● Exercise details
Select, from the material below, each line with "sample" in it.

● Source data
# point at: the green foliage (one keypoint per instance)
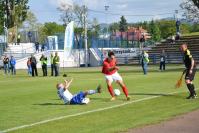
(196, 2)
(51, 28)
(195, 27)
(123, 24)
(167, 28)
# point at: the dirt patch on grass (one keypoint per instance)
(187, 123)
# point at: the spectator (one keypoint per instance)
(52, 65)
(29, 67)
(42, 47)
(177, 36)
(33, 65)
(6, 65)
(43, 60)
(162, 61)
(56, 62)
(18, 39)
(145, 61)
(142, 41)
(37, 47)
(12, 65)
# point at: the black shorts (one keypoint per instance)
(190, 76)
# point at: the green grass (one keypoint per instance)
(191, 34)
(26, 100)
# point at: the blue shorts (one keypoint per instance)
(77, 98)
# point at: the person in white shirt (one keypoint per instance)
(79, 98)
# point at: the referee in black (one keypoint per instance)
(190, 70)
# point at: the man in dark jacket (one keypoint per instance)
(33, 65)
(43, 60)
(190, 65)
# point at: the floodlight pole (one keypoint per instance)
(85, 38)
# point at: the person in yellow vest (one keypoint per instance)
(56, 62)
(52, 65)
(43, 60)
(145, 61)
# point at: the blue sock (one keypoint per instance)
(90, 92)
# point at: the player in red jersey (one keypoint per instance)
(110, 71)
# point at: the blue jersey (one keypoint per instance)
(65, 95)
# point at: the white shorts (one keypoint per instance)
(114, 77)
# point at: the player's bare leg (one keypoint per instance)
(110, 89)
(124, 88)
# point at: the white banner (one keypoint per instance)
(68, 39)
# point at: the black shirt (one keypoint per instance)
(188, 59)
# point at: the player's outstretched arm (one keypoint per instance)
(67, 83)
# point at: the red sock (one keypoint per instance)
(110, 89)
(125, 90)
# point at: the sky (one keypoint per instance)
(133, 10)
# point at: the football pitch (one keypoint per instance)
(31, 105)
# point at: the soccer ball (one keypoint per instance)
(86, 100)
(117, 92)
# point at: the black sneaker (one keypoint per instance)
(192, 96)
(99, 89)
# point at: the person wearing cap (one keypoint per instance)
(191, 69)
(56, 61)
(144, 62)
(43, 60)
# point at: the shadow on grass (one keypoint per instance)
(150, 94)
(47, 104)
(100, 99)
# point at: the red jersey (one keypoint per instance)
(107, 65)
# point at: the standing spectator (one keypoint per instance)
(12, 65)
(18, 39)
(177, 36)
(29, 67)
(56, 64)
(37, 47)
(43, 60)
(52, 65)
(145, 61)
(42, 47)
(33, 65)
(190, 70)
(142, 41)
(162, 61)
(6, 64)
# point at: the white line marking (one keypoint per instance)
(83, 113)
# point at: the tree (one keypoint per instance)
(196, 2)
(114, 27)
(191, 10)
(123, 24)
(30, 24)
(167, 28)
(155, 31)
(72, 13)
(51, 28)
(95, 28)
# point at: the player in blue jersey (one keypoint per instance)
(79, 98)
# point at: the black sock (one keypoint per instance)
(193, 89)
(189, 86)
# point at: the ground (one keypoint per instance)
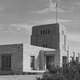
(18, 77)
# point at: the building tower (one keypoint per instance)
(51, 36)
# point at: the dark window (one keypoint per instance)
(33, 62)
(44, 45)
(45, 31)
(6, 62)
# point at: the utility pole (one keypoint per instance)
(56, 11)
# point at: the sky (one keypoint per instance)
(18, 16)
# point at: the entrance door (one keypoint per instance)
(49, 60)
(6, 62)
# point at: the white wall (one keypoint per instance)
(29, 50)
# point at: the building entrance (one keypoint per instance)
(49, 60)
(6, 62)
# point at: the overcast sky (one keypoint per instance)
(18, 16)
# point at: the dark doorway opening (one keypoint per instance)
(49, 61)
(6, 62)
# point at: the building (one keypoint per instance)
(35, 58)
(11, 59)
(51, 36)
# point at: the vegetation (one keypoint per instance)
(69, 71)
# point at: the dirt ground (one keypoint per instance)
(19, 77)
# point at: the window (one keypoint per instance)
(33, 62)
(45, 31)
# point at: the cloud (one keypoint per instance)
(51, 8)
(49, 21)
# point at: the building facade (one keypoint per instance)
(51, 36)
(11, 59)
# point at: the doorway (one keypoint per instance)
(49, 60)
(6, 62)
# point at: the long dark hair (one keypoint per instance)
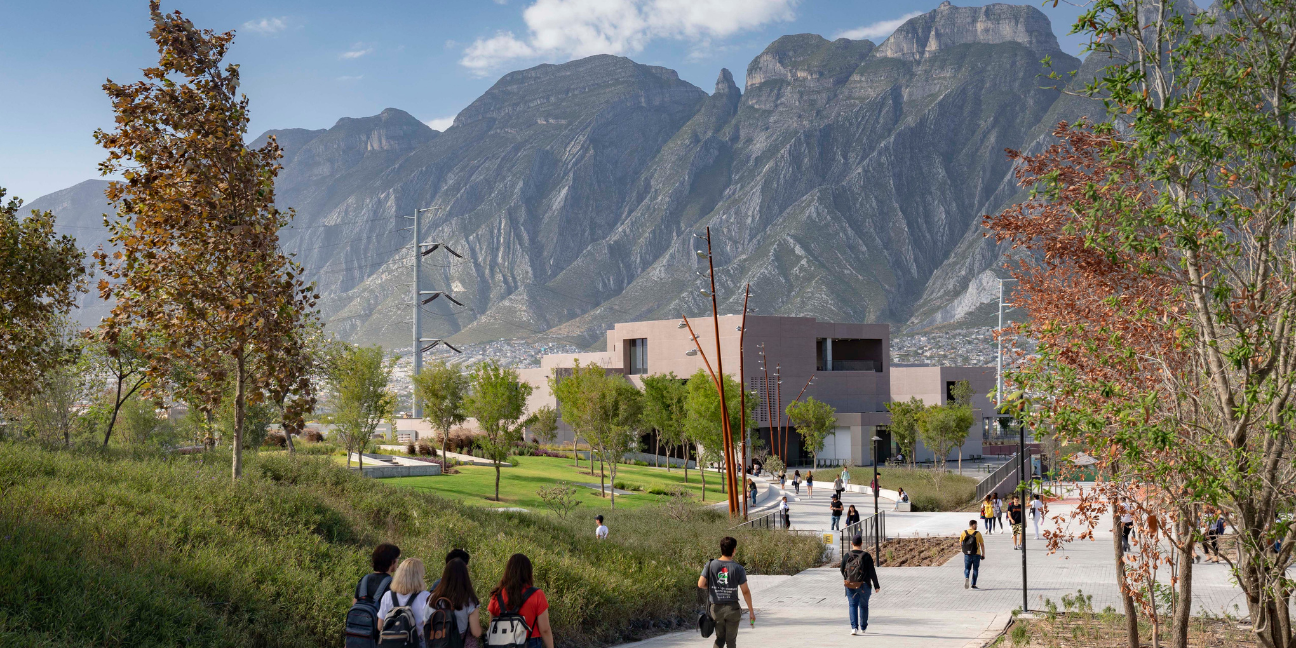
(455, 586)
(517, 577)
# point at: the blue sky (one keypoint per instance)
(306, 64)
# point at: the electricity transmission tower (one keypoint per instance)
(423, 298)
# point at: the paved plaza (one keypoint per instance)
(928, 607)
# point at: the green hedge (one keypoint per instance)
(140, 551)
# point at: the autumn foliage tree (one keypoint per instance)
(43, 274)
(196, 261)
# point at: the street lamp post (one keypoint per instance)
(878, 542)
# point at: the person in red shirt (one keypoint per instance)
(513, 586)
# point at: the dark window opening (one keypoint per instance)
(636, 355)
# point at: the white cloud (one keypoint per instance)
(441, 123)
(876, 30)
(573, 29)
(355, 52)
(267, 25)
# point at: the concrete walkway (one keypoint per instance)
(928, 607)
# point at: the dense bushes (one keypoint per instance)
(150, 550)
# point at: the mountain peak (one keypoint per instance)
(948, 26)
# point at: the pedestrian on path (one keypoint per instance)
(998, 511)
(988, 513)
(861, 581)
(973, 551)
(1037, 513)
(852, 516)
(1016, 520)
(723, 578)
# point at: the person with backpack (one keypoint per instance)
(861, 579)
(973, 551)
(405, 608)
(519, 611)
(362, 625)
(452, 617)
(723, 578)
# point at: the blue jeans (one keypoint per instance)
(971, 565)
(858, 603)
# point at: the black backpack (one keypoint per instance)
(401, 625)
(442, 627)
(509, 629)
(856, 576)
(362, 620)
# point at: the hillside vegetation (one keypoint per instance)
(150, 550)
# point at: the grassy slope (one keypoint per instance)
(108, 550)
(517, 485)
(955, 493)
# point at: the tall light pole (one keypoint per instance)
(878, 542)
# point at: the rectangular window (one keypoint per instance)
(636, 354)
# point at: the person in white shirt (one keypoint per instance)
(408, 590)
(1037, 513)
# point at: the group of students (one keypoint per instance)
(992, 516)
(401, 611)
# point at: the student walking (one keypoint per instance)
(516, 596)
(1016, 520)
(723, 578)
(852, 516)
(405, 608)
(362, 627)
(1037, 513)
(973, 552)
(861, 582)
(998, 512)
(454, 598)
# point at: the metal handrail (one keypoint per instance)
(872, 529)
(1003, 474)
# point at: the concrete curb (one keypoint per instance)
(997, 627)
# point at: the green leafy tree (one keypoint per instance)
(43, 274)
(814, 420)
(442, 389)
(903, 427)
(196, 261)
(664, 411)
(360, 399)
(498, 402)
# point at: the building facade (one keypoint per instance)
(850, 366)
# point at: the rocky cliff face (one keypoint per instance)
(846, 180)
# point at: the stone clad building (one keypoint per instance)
(850, 364)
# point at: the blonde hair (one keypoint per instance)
(410, 577)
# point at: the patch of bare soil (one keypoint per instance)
(1107, 629)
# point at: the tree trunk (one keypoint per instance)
(1183, 609)
(1126, 600)
(240, 408)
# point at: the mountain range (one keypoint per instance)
(846, 180)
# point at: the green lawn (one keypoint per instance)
(517, 485)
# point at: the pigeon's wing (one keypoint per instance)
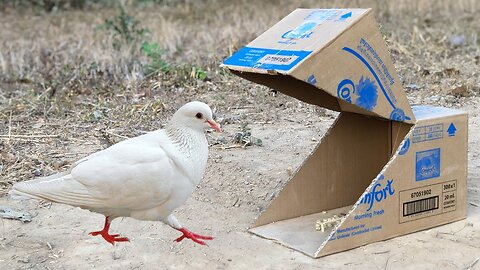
(134, 174)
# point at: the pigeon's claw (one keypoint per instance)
(111, 238)
(193, 236)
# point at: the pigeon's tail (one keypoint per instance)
(59, 188)
(30, 189)
(19, 195)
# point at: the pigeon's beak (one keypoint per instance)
(214, 125)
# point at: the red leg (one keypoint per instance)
(193, 236)
(111, 238)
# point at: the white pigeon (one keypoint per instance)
(145, 177)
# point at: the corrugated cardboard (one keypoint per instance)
(384, 168)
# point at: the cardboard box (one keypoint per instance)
(384, 168)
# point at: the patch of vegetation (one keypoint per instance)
(244, 137)
(199, 73)
(125, 29)
(155, 54)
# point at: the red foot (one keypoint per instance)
(195, 237)
(111, 238)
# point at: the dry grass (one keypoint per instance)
(65, 91)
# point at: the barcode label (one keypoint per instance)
(273, 59)
(419, 206)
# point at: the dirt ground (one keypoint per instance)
(236, 187)
(239, 182)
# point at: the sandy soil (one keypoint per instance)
(237, 186)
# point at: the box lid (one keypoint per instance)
(337, 51)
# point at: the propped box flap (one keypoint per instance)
(339, 51)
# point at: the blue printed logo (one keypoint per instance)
(451, 130)
(378, 193)
(302, 31)
(312, 80)
(365, 92)
(427, 164)
(405, 146)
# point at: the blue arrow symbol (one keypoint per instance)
(345, 16)
(451, 130)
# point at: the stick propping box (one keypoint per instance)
(384, 168)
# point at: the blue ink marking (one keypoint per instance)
(367, 94)
(378, 193)
(405, 147)
(427, 164)
(345, 16)
(398, 115)
(451, 130)
(372, 71)
(302, 31)
(345, 89)
(250, 57)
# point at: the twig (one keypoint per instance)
(9, 128)
(230, 146)
(472, 264)
(116, 135)
(26, 136)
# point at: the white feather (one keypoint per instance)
(145, 177)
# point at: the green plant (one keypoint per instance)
(155, 55)
(199, 73)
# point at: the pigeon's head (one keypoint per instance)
(195, 115)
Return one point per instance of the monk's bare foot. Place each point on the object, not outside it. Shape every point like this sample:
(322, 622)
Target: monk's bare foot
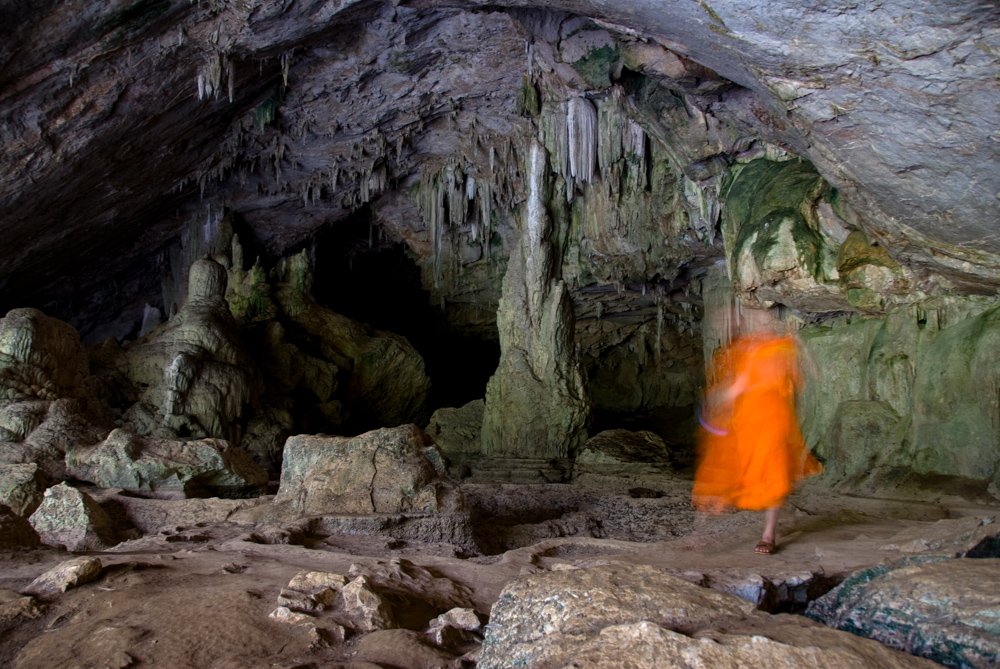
(764, 547)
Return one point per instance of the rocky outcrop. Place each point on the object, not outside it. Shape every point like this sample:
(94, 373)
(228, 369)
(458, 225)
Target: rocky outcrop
(383, 471)
(906, 396)
(615, 616)
(71, 518)
(41, 432)
(70, 574)
(383, 376)
(196, 377)
(382, 596)
(941, 609)
(199, 467)
(41, 357)
(22, 487)
(623, 455)
(456, 430)
(15, 531)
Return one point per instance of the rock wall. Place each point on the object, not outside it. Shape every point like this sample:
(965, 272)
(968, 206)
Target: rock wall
(914, 391)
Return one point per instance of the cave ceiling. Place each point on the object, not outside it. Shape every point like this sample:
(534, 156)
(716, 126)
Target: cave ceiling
(124, 121)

● Written response
Return one point per instance of the monk's bare foot. Place each point on the object, not outside it. Shape every point like this sample:
Return one point per instance of the rocky outcrop. Place each point on the object, not outside it. Shape every point like this sample:
Return one point per instance of the rock wall. Place each point on the object, not outside it. Shape every point like this sample:
Return one point per instance of the cave ceiling. Place each point on the object, not outside it. Shape every point like this sample:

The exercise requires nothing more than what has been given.